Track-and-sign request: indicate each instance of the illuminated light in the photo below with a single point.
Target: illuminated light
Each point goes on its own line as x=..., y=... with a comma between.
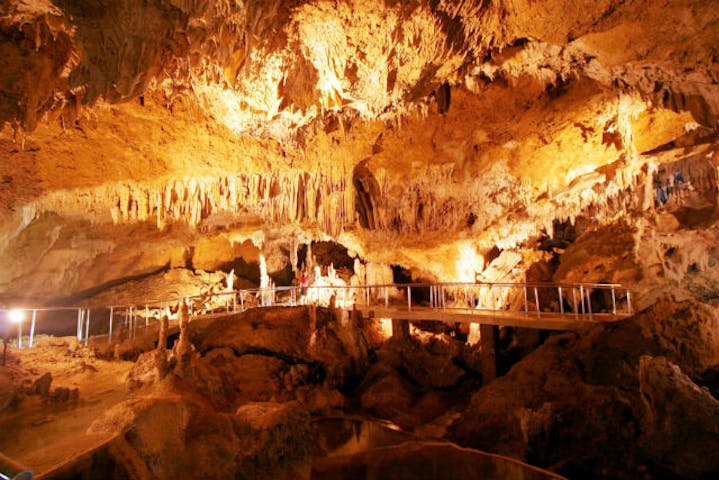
x=474, y=335
x=16, y=315
x=386, y=327
x=469, y=263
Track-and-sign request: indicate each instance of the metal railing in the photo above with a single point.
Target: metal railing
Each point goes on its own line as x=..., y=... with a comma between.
x=582, y=301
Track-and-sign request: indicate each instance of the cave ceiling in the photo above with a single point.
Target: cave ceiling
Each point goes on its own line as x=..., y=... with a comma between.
x=411, y=132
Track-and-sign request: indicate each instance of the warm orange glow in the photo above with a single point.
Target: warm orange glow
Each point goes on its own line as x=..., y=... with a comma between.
x=386, y=327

===

Directions: Return every line of the records exactly as given, pictures excluded.

Task solution:
Track-and-sign request: indicate each instance of the illuminated light in the photo below with a single point.
Target: illuminated light
Each point goes on its own line as x=..., y=... with a comma between.
x=474, y=335
x=16, y=315
x=386, y=327
x=469, y=263
Track-and-sign request: indicate each instance of the metal railing in the photo above with a single point.
Target: metal railing
Each point goes on its own line as x=..., y=... with a comma between.
x=582, y=301
Track-and-sign request: indicate each instance of the cave ceiling in the photo above with a single point.
Target: cave ceiling
Each point goes on its own line as x=..., y=... with a comma between.
x=411, y=132
Track-and-sign request: indicate each instance of the warm orange glow in the photo above with a single point.
Target: warm orange glow
Each point goes on its own line as x=..., y=... with a comma between.
x=386, y=327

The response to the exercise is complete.